PROVIDED ENTRIES ▸

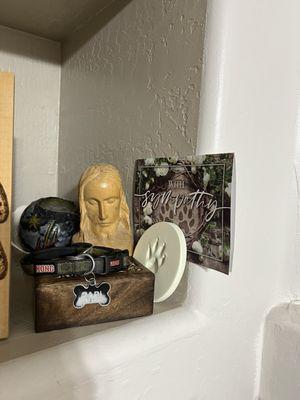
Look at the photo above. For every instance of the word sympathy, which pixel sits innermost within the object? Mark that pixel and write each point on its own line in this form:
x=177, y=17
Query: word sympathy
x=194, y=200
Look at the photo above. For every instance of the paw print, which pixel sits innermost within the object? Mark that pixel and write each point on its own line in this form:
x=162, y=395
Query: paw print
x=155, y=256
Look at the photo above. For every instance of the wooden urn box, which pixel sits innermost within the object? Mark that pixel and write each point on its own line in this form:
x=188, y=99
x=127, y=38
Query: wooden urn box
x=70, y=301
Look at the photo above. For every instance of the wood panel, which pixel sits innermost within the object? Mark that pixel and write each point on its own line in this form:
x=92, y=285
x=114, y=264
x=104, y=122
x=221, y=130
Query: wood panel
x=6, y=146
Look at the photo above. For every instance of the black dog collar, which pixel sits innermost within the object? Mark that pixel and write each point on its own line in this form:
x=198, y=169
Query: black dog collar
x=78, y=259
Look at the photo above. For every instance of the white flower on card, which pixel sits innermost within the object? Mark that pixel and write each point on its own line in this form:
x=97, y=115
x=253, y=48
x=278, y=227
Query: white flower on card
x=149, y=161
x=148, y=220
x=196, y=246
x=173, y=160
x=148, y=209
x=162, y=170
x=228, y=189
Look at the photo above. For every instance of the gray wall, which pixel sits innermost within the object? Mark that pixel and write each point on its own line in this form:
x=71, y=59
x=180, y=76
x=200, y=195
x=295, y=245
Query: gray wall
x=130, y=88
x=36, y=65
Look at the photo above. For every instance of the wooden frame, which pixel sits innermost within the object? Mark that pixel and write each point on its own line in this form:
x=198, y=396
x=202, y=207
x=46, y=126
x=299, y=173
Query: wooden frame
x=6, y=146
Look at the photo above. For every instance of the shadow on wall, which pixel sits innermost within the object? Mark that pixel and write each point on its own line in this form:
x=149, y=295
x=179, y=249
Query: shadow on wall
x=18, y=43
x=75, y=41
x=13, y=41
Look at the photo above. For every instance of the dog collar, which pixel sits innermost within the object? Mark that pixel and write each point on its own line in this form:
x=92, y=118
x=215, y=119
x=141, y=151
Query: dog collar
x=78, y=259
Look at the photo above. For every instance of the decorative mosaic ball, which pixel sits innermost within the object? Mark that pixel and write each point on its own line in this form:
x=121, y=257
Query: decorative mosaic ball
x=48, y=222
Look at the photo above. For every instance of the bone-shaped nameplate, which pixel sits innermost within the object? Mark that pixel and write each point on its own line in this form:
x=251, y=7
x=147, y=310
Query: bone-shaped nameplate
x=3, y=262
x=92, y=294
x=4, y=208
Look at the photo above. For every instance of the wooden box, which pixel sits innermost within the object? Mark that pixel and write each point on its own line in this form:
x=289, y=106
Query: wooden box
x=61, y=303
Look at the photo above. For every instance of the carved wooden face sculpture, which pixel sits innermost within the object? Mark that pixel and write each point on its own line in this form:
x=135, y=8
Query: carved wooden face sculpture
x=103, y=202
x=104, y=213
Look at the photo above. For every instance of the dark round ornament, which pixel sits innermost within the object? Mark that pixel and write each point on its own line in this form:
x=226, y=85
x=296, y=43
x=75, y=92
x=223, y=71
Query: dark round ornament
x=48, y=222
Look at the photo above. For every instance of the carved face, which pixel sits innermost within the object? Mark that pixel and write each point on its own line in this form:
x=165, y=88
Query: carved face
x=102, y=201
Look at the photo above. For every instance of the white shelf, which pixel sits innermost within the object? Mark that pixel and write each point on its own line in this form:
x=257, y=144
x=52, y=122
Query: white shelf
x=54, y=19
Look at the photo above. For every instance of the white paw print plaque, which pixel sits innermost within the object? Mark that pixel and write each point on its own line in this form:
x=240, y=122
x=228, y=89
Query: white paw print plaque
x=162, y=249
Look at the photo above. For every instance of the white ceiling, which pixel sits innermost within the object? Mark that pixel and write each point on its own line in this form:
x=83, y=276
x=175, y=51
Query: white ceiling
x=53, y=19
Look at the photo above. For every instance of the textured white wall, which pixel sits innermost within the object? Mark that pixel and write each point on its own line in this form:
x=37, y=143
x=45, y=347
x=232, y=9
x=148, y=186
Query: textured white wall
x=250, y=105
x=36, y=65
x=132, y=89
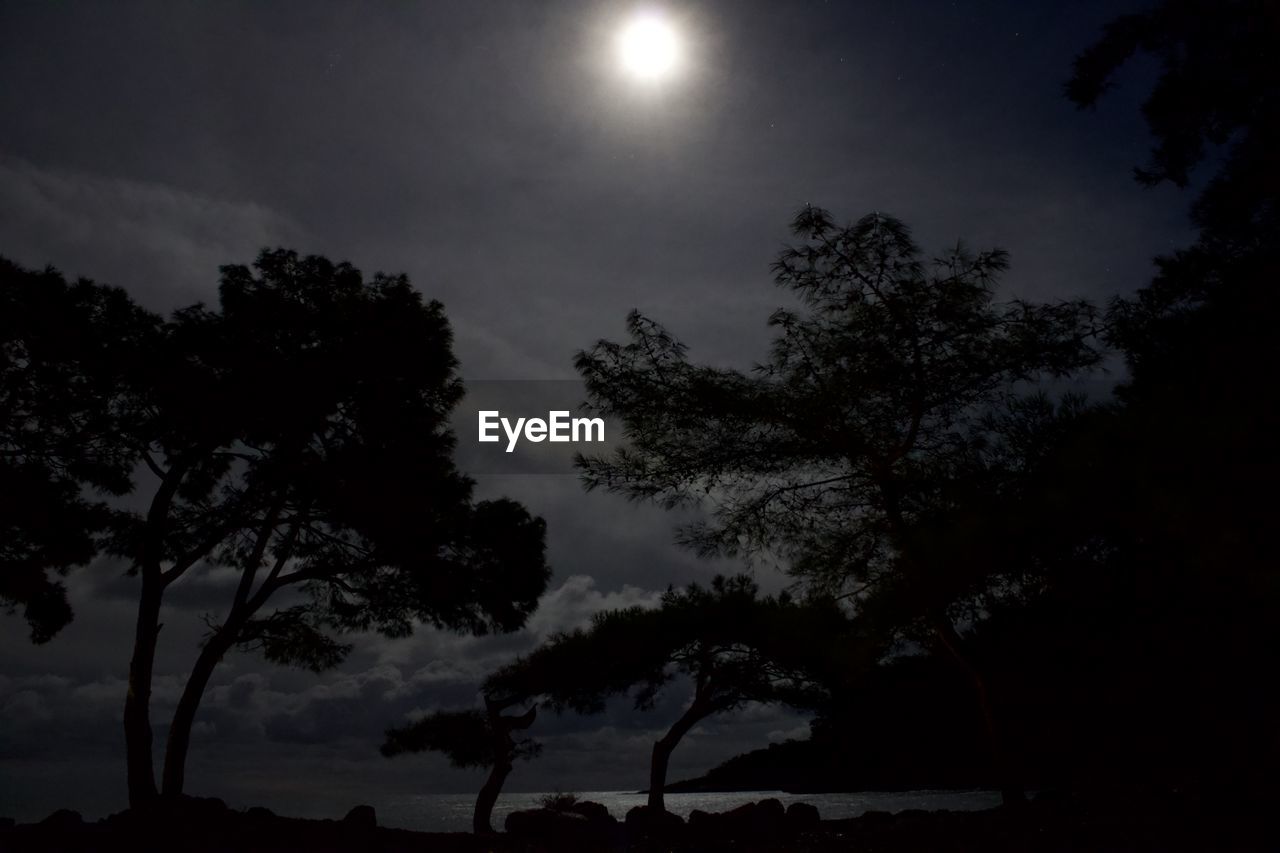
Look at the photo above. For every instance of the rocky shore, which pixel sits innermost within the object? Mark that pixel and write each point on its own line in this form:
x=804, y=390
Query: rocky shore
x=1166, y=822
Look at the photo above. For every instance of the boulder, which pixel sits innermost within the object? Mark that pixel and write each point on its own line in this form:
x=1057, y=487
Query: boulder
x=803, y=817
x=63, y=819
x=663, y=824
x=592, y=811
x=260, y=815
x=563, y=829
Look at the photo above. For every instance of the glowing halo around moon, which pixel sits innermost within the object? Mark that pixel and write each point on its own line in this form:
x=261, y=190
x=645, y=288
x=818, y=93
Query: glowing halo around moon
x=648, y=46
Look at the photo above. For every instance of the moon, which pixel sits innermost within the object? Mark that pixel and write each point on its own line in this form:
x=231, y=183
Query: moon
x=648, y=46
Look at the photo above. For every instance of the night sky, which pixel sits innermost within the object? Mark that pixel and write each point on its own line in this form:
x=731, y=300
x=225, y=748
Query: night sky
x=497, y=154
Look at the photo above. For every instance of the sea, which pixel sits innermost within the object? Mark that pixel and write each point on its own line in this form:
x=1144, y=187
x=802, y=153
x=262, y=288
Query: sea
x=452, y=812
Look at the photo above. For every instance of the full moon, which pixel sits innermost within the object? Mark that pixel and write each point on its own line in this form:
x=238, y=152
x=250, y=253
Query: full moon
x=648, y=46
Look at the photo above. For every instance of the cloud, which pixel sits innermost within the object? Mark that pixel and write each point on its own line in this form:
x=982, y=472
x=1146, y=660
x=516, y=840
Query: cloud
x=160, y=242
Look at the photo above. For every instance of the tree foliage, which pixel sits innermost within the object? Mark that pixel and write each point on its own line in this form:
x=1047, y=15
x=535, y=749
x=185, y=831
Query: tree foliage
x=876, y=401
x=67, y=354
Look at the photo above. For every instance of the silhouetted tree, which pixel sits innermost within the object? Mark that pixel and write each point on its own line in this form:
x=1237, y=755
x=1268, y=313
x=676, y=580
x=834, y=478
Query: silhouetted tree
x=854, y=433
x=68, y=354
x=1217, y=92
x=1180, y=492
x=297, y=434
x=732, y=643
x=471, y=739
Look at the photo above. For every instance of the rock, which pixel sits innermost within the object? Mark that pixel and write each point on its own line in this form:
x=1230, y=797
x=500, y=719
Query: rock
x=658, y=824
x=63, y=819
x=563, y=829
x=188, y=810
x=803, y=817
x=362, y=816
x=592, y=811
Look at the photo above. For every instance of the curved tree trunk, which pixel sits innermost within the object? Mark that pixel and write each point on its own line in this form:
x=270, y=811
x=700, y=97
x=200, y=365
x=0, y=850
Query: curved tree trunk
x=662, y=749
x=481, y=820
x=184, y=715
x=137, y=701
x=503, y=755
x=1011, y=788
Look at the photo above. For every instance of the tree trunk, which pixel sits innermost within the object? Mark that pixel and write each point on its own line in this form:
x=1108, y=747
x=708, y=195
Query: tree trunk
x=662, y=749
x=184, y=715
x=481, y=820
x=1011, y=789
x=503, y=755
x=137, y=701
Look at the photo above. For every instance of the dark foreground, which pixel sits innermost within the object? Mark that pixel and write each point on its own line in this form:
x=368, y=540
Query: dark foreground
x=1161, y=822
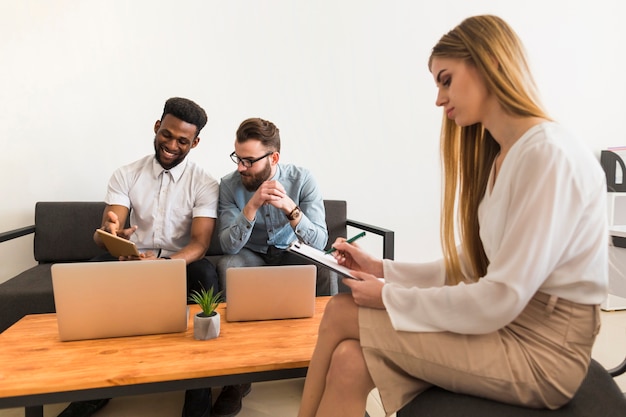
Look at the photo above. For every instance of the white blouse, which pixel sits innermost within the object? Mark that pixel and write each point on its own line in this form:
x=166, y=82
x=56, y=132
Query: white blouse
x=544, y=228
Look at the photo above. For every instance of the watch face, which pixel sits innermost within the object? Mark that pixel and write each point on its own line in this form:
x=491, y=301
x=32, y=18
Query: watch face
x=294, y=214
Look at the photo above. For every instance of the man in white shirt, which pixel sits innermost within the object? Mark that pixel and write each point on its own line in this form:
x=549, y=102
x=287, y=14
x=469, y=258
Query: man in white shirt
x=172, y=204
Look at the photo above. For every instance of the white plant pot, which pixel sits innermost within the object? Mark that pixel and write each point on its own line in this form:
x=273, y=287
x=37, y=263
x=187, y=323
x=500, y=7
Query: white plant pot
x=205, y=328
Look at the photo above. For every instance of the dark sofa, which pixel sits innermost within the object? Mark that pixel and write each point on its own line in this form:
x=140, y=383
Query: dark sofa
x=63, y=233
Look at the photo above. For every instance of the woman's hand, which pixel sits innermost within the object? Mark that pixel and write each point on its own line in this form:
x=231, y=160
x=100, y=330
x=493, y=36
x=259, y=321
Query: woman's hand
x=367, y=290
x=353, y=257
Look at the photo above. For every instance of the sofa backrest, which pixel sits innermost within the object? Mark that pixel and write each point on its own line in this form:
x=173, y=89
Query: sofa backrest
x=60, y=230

AIM OF THE TASK ▸ Write out exactly the final stretch of the listing above, beginning at the line that contains "Look at the photo above. For every instance of the sofa" and ending at its last line, with nothing added.

WRITTEN SOLUTION ▸
Look at the photo above. For every instance of the sofa backrest, which pixel sits innermost within the object? Mark that pixel and write each point on its own line in this form:
x=173, y=89
Query: sofa backrest
x=60, y=230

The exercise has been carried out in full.